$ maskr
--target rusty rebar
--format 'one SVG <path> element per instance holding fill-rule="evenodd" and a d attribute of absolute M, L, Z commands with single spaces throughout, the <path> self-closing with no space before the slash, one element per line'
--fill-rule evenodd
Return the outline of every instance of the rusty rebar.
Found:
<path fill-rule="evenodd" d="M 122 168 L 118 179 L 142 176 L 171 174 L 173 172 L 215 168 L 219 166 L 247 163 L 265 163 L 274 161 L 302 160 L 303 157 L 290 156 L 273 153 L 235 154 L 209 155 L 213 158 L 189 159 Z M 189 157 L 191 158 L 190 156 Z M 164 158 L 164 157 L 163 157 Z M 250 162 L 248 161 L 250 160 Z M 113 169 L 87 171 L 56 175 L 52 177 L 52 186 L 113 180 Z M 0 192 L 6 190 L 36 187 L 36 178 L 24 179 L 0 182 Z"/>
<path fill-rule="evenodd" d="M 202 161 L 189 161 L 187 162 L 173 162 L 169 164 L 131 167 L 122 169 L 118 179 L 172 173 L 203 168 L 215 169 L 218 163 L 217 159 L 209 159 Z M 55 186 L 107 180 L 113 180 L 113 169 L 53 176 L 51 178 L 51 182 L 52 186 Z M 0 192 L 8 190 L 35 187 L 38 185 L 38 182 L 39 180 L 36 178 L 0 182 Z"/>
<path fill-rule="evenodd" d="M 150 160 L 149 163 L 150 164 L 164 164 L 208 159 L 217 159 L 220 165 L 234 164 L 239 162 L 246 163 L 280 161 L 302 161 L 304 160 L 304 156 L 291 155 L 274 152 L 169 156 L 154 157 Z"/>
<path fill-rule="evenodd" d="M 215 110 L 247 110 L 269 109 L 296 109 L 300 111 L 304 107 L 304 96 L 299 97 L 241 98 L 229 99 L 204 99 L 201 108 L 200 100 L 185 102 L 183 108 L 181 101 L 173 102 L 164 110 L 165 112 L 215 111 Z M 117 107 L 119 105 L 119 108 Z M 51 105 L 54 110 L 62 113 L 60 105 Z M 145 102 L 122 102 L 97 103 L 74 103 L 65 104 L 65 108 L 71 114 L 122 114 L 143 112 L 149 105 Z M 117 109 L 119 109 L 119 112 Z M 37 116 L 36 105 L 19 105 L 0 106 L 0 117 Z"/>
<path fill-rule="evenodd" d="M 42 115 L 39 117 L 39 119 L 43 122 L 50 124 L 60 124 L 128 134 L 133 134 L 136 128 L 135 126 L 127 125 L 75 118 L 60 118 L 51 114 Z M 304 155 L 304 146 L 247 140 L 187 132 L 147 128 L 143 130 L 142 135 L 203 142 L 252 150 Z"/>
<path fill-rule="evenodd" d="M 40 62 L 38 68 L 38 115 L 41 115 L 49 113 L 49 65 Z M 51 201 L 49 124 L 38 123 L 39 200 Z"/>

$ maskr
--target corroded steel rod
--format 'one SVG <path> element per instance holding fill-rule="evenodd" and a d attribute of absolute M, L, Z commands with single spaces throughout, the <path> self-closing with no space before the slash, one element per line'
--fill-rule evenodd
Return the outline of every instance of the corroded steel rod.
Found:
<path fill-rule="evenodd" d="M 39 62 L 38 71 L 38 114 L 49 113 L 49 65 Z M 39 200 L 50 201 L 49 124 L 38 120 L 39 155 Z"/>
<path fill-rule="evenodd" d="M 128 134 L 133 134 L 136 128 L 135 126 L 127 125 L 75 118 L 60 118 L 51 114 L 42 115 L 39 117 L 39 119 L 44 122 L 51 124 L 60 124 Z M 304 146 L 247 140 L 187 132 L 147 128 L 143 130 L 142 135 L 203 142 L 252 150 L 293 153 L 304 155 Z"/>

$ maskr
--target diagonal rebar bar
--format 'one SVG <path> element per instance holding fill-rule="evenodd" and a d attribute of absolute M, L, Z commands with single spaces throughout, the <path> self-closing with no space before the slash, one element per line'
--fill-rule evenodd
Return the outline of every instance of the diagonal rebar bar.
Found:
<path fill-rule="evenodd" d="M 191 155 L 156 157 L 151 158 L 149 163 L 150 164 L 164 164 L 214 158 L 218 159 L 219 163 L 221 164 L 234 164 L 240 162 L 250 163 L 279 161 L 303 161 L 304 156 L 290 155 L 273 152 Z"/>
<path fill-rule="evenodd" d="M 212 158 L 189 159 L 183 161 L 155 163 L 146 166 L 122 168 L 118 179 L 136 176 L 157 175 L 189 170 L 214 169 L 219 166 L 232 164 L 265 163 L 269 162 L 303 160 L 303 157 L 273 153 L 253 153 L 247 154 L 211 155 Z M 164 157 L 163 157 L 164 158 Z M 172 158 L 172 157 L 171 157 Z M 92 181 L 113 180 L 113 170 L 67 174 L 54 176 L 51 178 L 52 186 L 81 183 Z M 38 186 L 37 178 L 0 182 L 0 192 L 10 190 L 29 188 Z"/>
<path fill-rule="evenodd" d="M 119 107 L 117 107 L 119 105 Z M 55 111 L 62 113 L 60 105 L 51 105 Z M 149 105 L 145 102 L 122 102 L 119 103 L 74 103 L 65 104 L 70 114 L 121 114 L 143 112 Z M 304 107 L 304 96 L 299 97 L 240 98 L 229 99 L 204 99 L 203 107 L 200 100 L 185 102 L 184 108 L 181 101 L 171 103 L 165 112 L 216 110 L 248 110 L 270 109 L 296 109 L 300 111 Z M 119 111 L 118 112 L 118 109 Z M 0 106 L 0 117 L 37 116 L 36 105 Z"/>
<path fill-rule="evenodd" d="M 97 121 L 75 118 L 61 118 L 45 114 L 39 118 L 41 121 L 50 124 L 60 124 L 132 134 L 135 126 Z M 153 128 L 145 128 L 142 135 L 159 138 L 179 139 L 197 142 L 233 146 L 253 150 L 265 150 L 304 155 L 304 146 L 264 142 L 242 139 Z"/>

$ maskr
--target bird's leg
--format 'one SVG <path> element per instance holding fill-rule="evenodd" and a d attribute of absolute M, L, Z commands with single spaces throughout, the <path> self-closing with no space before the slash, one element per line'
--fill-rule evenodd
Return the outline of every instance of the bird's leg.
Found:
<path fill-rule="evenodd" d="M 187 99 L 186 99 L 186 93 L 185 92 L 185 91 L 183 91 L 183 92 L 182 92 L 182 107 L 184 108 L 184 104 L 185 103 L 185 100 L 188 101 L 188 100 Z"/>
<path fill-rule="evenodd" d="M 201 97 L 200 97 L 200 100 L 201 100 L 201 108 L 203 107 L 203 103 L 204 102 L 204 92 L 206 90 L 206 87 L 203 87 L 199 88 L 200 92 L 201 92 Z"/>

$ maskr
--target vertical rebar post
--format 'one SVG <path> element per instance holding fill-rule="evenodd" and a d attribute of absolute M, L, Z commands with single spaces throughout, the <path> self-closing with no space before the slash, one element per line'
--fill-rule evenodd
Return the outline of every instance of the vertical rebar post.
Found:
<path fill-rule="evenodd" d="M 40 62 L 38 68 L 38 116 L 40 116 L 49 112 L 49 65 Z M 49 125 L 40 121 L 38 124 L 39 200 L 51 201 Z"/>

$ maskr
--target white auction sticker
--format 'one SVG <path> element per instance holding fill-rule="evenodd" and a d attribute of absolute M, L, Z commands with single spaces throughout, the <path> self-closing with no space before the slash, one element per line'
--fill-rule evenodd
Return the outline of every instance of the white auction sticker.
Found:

* * *

§ Exercise description:
Repeat all of the lines above, switching every "maskr" to "segtool" and leaving everything else the same.

§ Expected output:
$ segtool
--target rusty rebar
--format 'one SVG <path> element per instance holding fill-rule="evenodd" and a d attribute of absolute M, L, Z commands with single spaces throughout, the <path> self-closing with no space before the slash, one element per line'
--fill-rule evenodd
Return the outline of every instance of the rusty rebar.
Found:
<path fill-rule="evenodd" d="M 122 168 L 118 179 L 142 176 L 171 174 L 173 172 L 215 168 L 219 166 L 247 163 L 265 163 L 274 161 L 302 160 L 303 157 L 290 156 L 273 153 L 235 154 L 209 155 L 213 158 L 189 159 Z M 189 157 L 191 158 L 190 156 Z M 164 158 L 164 157 L 163 157 Z M 250 162 L 248 161 L 250 160 Z M 113 169 L 87 171 L 56 175 L 52 177 L 52 186 L 113 180 Z M 0 192 L 6 190 L 36 187 L 36 178 L 24 179 L 0 182 Z"/>
<path fill-rule="evenodd" d="M 202 161 L 189 161 L 187 162 L 173 162 L 169 164 L 131 167 L 122 169 L 118 179 L 172 173 L 203 168 L 215 169 L 218 163 L 217 159 L 209 159 Z M 55 186 L 107 180 L 113 180 L 113 169 L 53 176 L 51 178 L 51 182 L 52 186 Z M 0 192 L 8 190 L 35 187 L 38 185 L 38 182 L 39 180 L 36 178 L 0 182 Z"/>
<path fill-rule="evenodd" d="M 150 160 L 149 163 L 150 164 L 164 164 L 208 159 L 217 159 L 220 165 L 234 164 L 239 162 L 246 163 L 280 161 L 302 161 L 304 160 L 304 156 L 291 155 L 274 152 L 169 156 L 154 157 Z"/>
<path fill-rule="evenodd" d="M 215 110 L 247 110 L 269 109 L 296 109 L 300 111 L 304 107 L 304 96 L 299 97 L 241 98 L 229 99 L 204 99 L 201 108 L 200 100 L 185 102 L 183 108 L 181 101 L 173 102 L 164 110 L 165 112 L 215 111 Z M 117 107 L 119 105 L 119 108 Z M 51 105 L 54 110 L 62 113 L 60 105 Z M 145 102 L 122 102 L 97 103 L 74 103 L 65 104 L 65 108 L 71 114 L 122 114 L 143 112 L 149 105 Z M 117 109 L 119 109 L 119 112 Z M 37 116 L 36 105 L 19 105 L 0 106 L 0 117 Z"/>
<path fill-rule="evenodd" d="M 42 115 L 39 117 L 39 119 L 43 122 L 50 124 L 60 124 L 128 134 L 133 134 L 136 128 L 135 126 L 127 125 L 75 118 L 60 118 L 51 114 Z M 304 155 L 304 146 L 247 140 L 187 132 L 147 128 L 143 130 L 142 135 L 203 142 L 252 150 Z"/>
<path fill-rule="evenodd" d="M 40 62 L 38 68 L 38 115 L 41 115 L 49 113 L 49 65 Z M 51 201 L 49 124 L 38 123 L 39 200 Z"/>

$ segtool
--target corroded steel rod
--format 'one SVG <path> element per instance holding fill-rule="evenodd" and a d attribute of absolute M, L, Z commands with single spaces throughout, the <path> self-closing with no space before the slash, one element per line'
--fill-rule evenodd
Return the outline of every instance of the corroded steel rod.
Found:
<path fill-rule="evenodd" d="M 39 62 L 38 71 L 38 114 L 49 113 L 49 65 Z M 39 200 L 50 201 L 49 124 L 38 120 L 39 155 Z"/>
<path fill-rule="evenodd" d="M 128 134 L 133 134 L 136 128 L 135 126 L 127 125 L 75 118 L 60 118 L 51 114 L 42 115 L 39 117 L 39 119 L 44 122 L 51 124 L 60 124 Z M 304 146 L 247 140 L 187 132 L 147 128 L 143 130 L 142 135 L 203 142 L 252 150 L 293 153 L 304 155 Z"/>

$ segtool
--target diagonal rebar bar
--format 'one SVG <path> element per instance holding fill-rule="evenodd" and a d attribute of absolute M, L, Z commands with single spaces throughout, the <path> self-closing with no space before the slash, one element per line'
--fill-rule evenodd
Return the outline of every instance of the diagonal rebar bar.
Found:
<path fill-rule="evenodd" d="M 191 155 L 156 157 L 151 158 L 149 163 L 150 164 L 164 164 L 214 158 L 218 159 L 219 163 L 221 164 L 234 164 L 240 162 L 250 163 L 279 161 L 303 161 L 304 156 L 290 155 L 273 152 Z"/>
<path fill-rule="evenodd" d="M 212 158 L 189 159 L 183 161 L 155 163 L 146 166 L 122 168 L 118 179 L 136 176 L 157 175 L 189 170 L 214 169 L 219 166 L 232 164 L 265 163 L 269 162 L 303 160 L 303 157 L 273 153 L 253 153 L 247 154 L 211 155 Z M 164 157 L 163 157 L 164 158 Z M 172 158 L 172 157 L 171 157 Z M 92 181 L 113 180 L 113 170 L 67 174 L 54 176 L 51 178 L 52 186 L 81 183 Z M 38 186 L 37 178 L 0 182 L 0 192 L 10 190 L 29 188 Z"/>
<path fill-rule="evenodd" d="M 119 107 L 117 107 L 119 105 Z M 55 111 L 62 113 L 60 105 L 51 105 Z M 149 105 L 145 102 L 122 102 L 119 103 L 74 103 L 65 104 L 70 114 L 121 114 L 143 112 Z M 304 107 L 304 96 L 299 97 L 240 98 L 229 99 L 204 99 L 203 107 L 200 100 L 185 102 L 184 108 L 181 101 L 171 103 L 165 112 L 216 110 L 248 110 L 270 109 L 296 109 L 300 111 Z M 119 111 L 118 112 L 118 109 Z M 0 106 L 0 117 L 37 116 L 36 105 Z"/>
<path fill-rule="evenodd" d="M 97 121 L 75 118 L 61 118 L 45 114 L 39 118 L 41 121 L 50 124 L 60 124 L 132 134 L 135 126 Z M 153 128 L 145 128 L 142 135 L 159 138 L 179 139 L 197 142 L 233 146 L 253 150 L 265 150 L 304 155 L 304 146 L 264 142 L 242 139 Z"/>

$ segtool
--target bird's leg
--format 'one SVG <path> element per instance holding fill-rule="evenodd" and a d attribute of absolute M, L, Z commands with single spaces throughout, the <path> self-closing with no space before the slash, one element per line'
--fill-rule evenodd
Return the outline of every instance of the bird's leg.
Found:
<path fill-rule="evenodd" d="M 187 99 L 186 99 L 186 93 L 185 92 L 185 91 L 183 91 L 183 92 L 182 92 L 182 107 L 184 108 L 184 104 L 185 103 L 185 100 L 188 101 L 188 100 Z"/>
<path fill-rule="evenodd" d="M 201 97 L 200 97 L 200 100 L 201 100 L 201 108 L 203 107 L 203 103 L 204 102 L 204 92 L 206 90 L 206 87 L 203 87 L 199 88 L 200 92 L 201 92 Z"/>

$ segtool
--target vertical rebar post
--format 'one SVG <path> element per instance holding fill-rule="evenodd" and a d attribute of absolute M, L, Z commands with single spaces throughout, the <path> self-closing with no space before the slash, one element per line'
--fill-rule evenodd
Return the outline of every instance of the vertical rebar post.
Found:
<path fill-rule="evenodd" d="M 40 62 L 38 68 L 38 116 L 40 116 L 49 112 L 49 65 Z M 49 125 L 40 121 L 38 124 L 39 200 L 51 201 Z"/>

$ segtool
--target white auction sticker
--format 'one SVG <path> element per instance holding fill-rule="evenodd" and a d attribute of absolute M, L, Z commands with single spaces throughout, the <path> self-closing with no space before the slash, one element per line'
--fill-rule evenodd
Return the outline of every instance of the white auction sticker.
Found:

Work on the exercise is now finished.